→ TEXT EXTRACT:
Wednesday’s U.S. District Court ruling in Detroit bars the University of Michigan’s law school from factoring race in judging its applicants. Soon enough the U.S. Supreme Court will be forced to rule on affirmative action at schools nationwide. If our Supreme Court makes the right decision, there will be no more po’ intelligent Irish-American brothers who desperately want to learn placing second to wealthy Nigerian-American lasses who did well on the SATs because of the Princeton Review and couldn’t care less about education.

Affirmative action is meant to help integrate a society struggling with deep-rooted racism, but as the practice is inherently racist, it ultimately preserves the sad situation. America does not want to be racist but can’t quite help itself. It is time for the thinkers of this country to put aside modernity and Plato’s forms for a while and get to work on racism.

How do we, as compassionate philosophers, responsible citizens of earth, figure out how to remove from the minds of our people the insidious idea that the color of one’s skin represents the authoritative aspect of one’s unique identity?

Subconsciously, if we continue to use skin color to define ourselves in structuring our personal identity, our outlook on the world — more precisely our perception of other people — abides and perpetuates racism without our knowing it.

Racial identification, when it is the primary characteristic that we observe when we see people, puts the cart before the horse and yields a contorted view of society. We are not primarily black or white, and then, secondarily human. The fact that gender follows skin color in everyday language (“black dude,” “white chick”) illustrates my point.

→ DATA EXCERPTS:

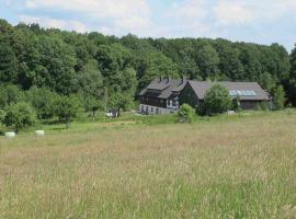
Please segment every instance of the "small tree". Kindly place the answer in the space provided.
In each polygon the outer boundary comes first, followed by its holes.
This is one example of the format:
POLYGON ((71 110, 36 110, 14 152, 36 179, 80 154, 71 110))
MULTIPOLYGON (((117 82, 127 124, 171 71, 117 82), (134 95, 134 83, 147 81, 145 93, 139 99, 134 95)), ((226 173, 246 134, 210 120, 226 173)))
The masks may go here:
POLYGON ((192 108, 189 104, 183 104, 178 112, 179 122, 191 123, 193 120, 194 114, 194 108, 192 108))
POLYGON ((109 106, 117 111, 117 117, 121 116, 121 110, 127 111, 133 104, 130 95, 124 93, 114 93, 109 101, 109 106))
POLYGON ((26 99, 34 106, 38 119, 52 118, 54 115, 54 102, 58 94, 46 88, 32 88, 26 92, 26 99))
POLYGON ((229 95, 228 90, 225 87, 216 84, 206 92, 204 103, 206 114, 215 115, 225 113, 230 110, 232 105, 232 100, 229 95))
POLYGON ((76 96, 60 96, 55 103, 55 113, 59 119, 66 122, 66 128, 69 128, 71 119, 78 116, 80 107, 76 96))
POLYGON ((3 124, 5 126, 14 126, 15 132, 21 128, 32 126, 36 122, 34 110, 27 103, 21 102, 7 108, 3 124))
POLYGON ((280 111, 284 108, 284 102, 285 102, 285 92, 282 85, 276 87, 273 90, 273 104, 274 110, 280 111))

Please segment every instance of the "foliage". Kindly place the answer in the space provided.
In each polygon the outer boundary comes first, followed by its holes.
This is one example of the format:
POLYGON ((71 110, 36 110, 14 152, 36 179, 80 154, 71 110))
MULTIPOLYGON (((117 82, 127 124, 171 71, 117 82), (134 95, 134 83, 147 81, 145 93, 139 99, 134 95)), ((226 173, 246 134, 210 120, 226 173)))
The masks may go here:
POLYGON ((195 112, 193 107, 191 107, 189 104, 183 104, 178 111, 179 122, 191 123, 193 120, 194 114, 195 112))
POLYGON ((280 111, 284 108, 285 92, 282 85, 276 87, 273 90, 273 106, 274 110, 280 111))
POLYGON ((1 218, 294 219, 295 116, 78 123, 45 126, 46 138, 0 138, 1 218))
POLYGON ((66 122, 67 128, 72 118, 77 117, 81 104, 76 96, 60 96, 55 101, 55 114, 66 122))
POLYGON ((15 104, 22 101, 23 97, 23 92, 19 89, 18 85, 0 85, 0 108, 15 104))
POLYGON ((46 88, 32 88, 26 92, 27 101, 34 106, 38 119, 52 118, 55 114, 54 103, 58 95, 46 88))
POLYGON ((232 100, 232 107, 231 107, 232 111, 240 111, 240 103, 239 103, 239 97, 236 97, 232 100))
POLYGON ((2 124, 2 123, 3 123, 4 117, 5 117, 5 112, 4 112, 4 111, 2 111, 2 110, 0 110, 0 124, 2 124))
MULTIPOLYGON (((107 90, 110 96, 124 93, 128 95, 124 99, 135 100, 156 77, 185 76, 258 81, 267 91, 283 85, 288 102, 296 105, 296 49, 289 57, 278 44, 263 46, 221 38, 153 39, 130 34, 118 38, 45 30, 38 24, 12 26, 4 20, 0 21, 0 32, 1 88, 47 88, 58 95, 83 93, 96 101, 107 90)), ((0 95, 0 107, 11 103, 15 99, 3 101, 0 95)))
POLYGON ((32 126, 35 122, 35 112, 27 103, 20 102, 8 106, 5 110, 3 124, 8 127, 14 126, 16 132, 21 128, 32 126))
POLYGON ((133 99, 124 93, 114 93, 109 100, 109 108, 115 110, 121 116, 121 110, 127 111, 133 105, 133 99))
POLYGON ((228 90, 220 85, 215 84, 208 90, 204 99, 206 114, 215 115, 225 113, 231 108, 232 100, 229 96, 228 90))

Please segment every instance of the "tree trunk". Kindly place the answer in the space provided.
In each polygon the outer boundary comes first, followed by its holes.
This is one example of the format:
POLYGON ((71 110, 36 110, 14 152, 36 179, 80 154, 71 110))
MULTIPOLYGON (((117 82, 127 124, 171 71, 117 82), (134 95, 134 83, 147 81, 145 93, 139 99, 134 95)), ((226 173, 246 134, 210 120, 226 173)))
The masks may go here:
POLYGON ((117 110, 117 117, 119 117, 121 116, 121 107, 118 107, 118 110, 117 110))
POLYGON ((95 111, 92 111, 92 120, 95 118, 95 111))
POLYGON ((70 128, 70 117, 66 118, 66 128, 69 129, 70 128))

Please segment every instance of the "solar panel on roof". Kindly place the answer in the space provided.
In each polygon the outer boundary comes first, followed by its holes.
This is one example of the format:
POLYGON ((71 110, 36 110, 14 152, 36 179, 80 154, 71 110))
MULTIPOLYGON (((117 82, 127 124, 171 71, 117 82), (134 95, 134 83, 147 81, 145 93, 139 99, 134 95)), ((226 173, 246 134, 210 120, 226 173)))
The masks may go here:
POLYGON ((257 93, 255 93, 254 91, 251 91, 251 94, 252 94, 252 95, 257 95, 257 93))
POLYGON ((237 93, 237 91, 231 90, 231 91, 229 91, 229 95, 231 95, 231 96, 236 96, 236 95, 238 95, 238 93, 237 93))
POLYGON ((242 95, 241 91, 237 91, 238 95, 242 95))

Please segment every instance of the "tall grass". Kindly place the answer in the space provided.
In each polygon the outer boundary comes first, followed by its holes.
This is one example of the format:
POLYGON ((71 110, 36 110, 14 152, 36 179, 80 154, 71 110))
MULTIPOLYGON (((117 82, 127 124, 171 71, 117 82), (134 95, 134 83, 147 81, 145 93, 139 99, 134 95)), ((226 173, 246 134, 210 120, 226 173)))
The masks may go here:
POLYGON ((295 218, 296 114, 0 138, 0 218, 295 218))

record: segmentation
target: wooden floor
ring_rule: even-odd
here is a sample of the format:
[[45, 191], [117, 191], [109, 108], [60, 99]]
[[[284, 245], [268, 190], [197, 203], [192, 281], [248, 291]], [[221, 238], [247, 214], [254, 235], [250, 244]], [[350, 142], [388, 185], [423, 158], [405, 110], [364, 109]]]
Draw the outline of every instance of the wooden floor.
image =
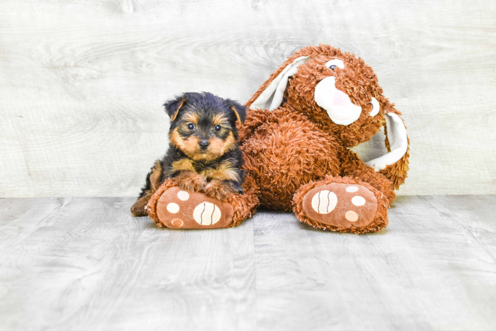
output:
[[0, 329], [496, 329], [496, 196], [400, 196], [367, 235], [160, 229], [133, 201], [0, 200]]

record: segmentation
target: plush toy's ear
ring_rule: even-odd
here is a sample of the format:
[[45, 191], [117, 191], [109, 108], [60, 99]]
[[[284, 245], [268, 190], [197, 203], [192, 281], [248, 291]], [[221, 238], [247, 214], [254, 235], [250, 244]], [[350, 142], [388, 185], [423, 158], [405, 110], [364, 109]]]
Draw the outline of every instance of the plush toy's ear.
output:
[[287, 64], [282, 71], [272, 79], [255, 100], [249, 105], [250, 107], [252, 109], [258, 108], [272, 111], [281, 105], [288, 79], [296, 73], [298, 66], [306, 62], [309, 57], [300, 56]]
[[237, 102], [233, 102], [232, 105], [231, 106], [231, 109], [236, 114], [236, 118], [238, 119], [239, 124], [243, 124], [244, 120], [246, 119], [246, 113], [248, 107], [239, 104]]
[[386, 147], [389, 153], [367, 161], [365, 164], [389, 178], [396, 190], [406, 178], [409, 142], [406, 135], [406, 127], [399, 115], [392, 112], [385, 112], [384, 117]]
[[166, 107], [166, 113], [171, 118], [171, 121], [174, 121], [177, 117], [179, 109], [184, 105], [184, 102], [187, 99], [187, 96], [184, 94], [163, 104], [163, 106]]

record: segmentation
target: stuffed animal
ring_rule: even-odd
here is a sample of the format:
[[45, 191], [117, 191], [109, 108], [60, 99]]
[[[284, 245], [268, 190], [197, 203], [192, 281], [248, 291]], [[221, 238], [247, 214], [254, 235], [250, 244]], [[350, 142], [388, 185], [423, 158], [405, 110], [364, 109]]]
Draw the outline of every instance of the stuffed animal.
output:
[[[304, 48], [246, 105], [239, 127], [244, 194], [220, 201], [166, 180], [148, 205], [158, 226], [234, 226], [259, 206], [293, 211], [322, 230], [363, 233], [387, 226], [394, 190], [406, 177], [409, 141], [401, 113], [361, 58], [327, 45]], [[389, 153], [362, 161], [351, 149], [383, 126]]]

→ WHAT IS ASKED:
- a) List every court, university, and company named in the affirmative action text.
- b) Carry on the affirmative action text, starting after its last sentence.
The entries have no connection to the text on affirmative action.

→ EXERCISE RESPONSES:
- a) U.S. District Court (in Detroit), U.S. Supreme Court, University of Michigan, Princeton Review

- b)
If we continue to honor skin color as worthy of identifying an individual person, we perpetuate a racial profile that carries with it vast undue generalization about this race or that. Racism, which at its heart, rages with the authority of identifying people first by skin color, and then by species, and then by other traits such as personality. Black man, white man, yellow man, red man — the colors aren’t even true! Why is it socially acceptable to refer to people from Europe as whites and people from Africa as blacks if it is not socially acceptable to call people from Asia yellows or people from India browns?

Today, in homogenized America, skin color generalizations do not signify ethnicity; at most they hint at it. What does white mean? Black? Asian? Why not Kenyan, Saipanese, Masaii, American, Vermonter, Individual? Why must the complexity of true identity, complete with unique ancestral heritage and unique personality in every case, be reduced to the barest possible aesthetic distinction? Social conventions follow the path of least resistance, and so skin color (not even actual color but symbolic color) becomes a primary identifying factor for and of human beings because it is so easily ascertained.

We yearn for unity and try to find it in everything by seeking to apply the most basic and universally obvious distinctions we can see upon the various complex issues confronting us. Driving this absurd quest is the hope of someday getting everything broken down to one distinction, one generalization, and thus finding the answer. This is vanity and insanity and will be our downfall if we don’t wise up and start recognizing who we are.

I have a complex family history of brave Scotsmen and Irishmen swinging broadswords and battleaxes for freedom and escaping English tyranny by sailing o’er the great gray Atlantic and founding a new home in the free north woods of East America. Can we reduce the many centuries of unique struggle and accomplishment my ancestors lived to the word “white”? No, I won’t let it happen.

The word white does not do justice to my identity; I am much, much more, so don’t insult my family by reducing me to a color that vaguely resembles the tone of my skin. Let us stop insulting each other right now, or I might be forced to throw on my kilt and take a broadsword to all y’all ign’ant assets.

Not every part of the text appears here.